__Problem to work on__
Report each line from the listing that the string "shoulder" appears in.

__Entries shown__

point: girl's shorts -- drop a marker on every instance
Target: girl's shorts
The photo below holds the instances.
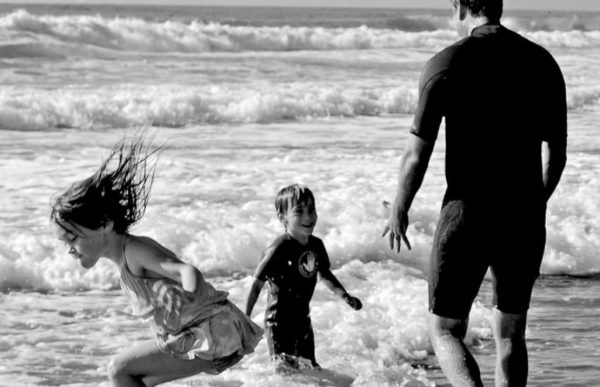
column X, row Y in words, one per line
column 223, row 338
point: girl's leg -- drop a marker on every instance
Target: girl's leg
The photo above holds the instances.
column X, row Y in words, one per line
column 145, row 365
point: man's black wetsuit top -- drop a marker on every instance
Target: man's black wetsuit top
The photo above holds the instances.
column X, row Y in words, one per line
column 501, row 96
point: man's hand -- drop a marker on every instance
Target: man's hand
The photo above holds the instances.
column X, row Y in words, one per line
column 352, row 301
column 397, row 225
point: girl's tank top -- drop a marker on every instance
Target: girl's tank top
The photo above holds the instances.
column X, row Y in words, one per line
column 164, row 303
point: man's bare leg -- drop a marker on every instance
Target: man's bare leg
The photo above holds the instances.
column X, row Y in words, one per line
column 447, row 338
column 511, row 350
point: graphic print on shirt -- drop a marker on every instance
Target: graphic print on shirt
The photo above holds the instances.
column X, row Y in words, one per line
column 306, row 264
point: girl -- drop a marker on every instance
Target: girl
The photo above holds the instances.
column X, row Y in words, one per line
column 197, row 329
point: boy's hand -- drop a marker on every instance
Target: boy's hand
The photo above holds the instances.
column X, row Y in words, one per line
column 352, row 301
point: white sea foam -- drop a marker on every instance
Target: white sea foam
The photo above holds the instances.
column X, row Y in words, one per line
column 212, row 201
column 178, row 106
column 64, row 33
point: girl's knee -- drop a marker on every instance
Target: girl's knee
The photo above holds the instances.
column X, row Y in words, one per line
column 117, row 370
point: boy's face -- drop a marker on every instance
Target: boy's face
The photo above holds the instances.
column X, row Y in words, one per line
column 85, row 245
column 300, row 220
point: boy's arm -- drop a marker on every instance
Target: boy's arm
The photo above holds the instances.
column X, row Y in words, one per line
column 333, row 284
column 259, row 275
column 253, row 294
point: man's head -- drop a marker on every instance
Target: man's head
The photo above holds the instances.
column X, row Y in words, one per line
column 465, row 11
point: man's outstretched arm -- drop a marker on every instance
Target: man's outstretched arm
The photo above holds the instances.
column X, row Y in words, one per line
column 554, row 161
column 413, row 166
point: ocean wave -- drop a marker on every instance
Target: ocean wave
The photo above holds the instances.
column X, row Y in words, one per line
column 177, row 107
column 58, row 33
column 132, row 105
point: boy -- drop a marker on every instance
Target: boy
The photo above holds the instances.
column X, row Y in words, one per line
column 290, row 266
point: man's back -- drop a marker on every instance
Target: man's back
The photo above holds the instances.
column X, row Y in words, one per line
column 501, row 96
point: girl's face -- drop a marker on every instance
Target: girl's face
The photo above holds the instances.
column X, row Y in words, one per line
column 300, row 220
column 85, row 245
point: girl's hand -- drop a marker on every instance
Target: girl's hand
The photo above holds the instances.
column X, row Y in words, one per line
column 352, row 301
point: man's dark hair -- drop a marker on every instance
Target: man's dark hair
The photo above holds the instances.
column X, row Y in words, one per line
column 492, row 9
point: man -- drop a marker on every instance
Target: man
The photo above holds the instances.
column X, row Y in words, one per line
column 503, row 100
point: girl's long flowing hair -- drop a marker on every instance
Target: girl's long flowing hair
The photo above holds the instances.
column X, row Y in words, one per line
column 117, row 192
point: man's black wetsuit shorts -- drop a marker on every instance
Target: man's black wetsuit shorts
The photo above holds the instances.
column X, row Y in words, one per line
column 469, row 240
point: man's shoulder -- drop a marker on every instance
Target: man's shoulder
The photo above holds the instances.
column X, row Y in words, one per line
column 441, row 62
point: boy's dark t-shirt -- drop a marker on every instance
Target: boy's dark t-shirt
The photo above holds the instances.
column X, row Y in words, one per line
column 291, row 269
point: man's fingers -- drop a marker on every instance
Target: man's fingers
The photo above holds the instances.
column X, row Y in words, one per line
column 405, row 239
column 385, row 230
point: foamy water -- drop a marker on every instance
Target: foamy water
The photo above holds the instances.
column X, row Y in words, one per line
column 245, row 105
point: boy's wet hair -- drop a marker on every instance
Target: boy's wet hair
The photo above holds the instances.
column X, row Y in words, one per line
column 117, row 192
column 492, row 9
column 288, row 197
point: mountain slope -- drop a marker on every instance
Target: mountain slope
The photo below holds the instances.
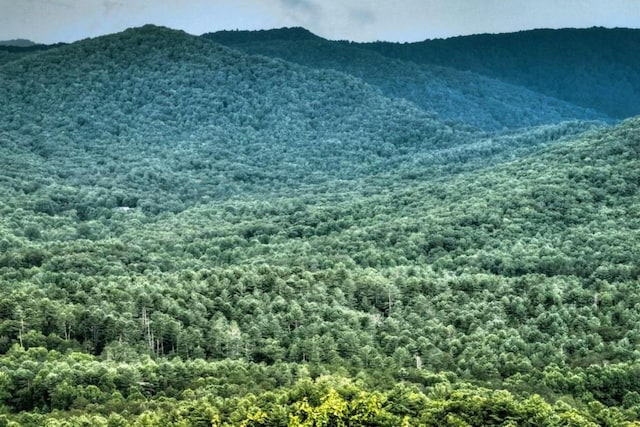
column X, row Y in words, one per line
column 459, row 96
column 516, row 276
column 154, row 110
column 190, row 235
column 593, row 68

__Task result__
point: man's shoulder -- drop a marker on every instance
Target: man's shoulder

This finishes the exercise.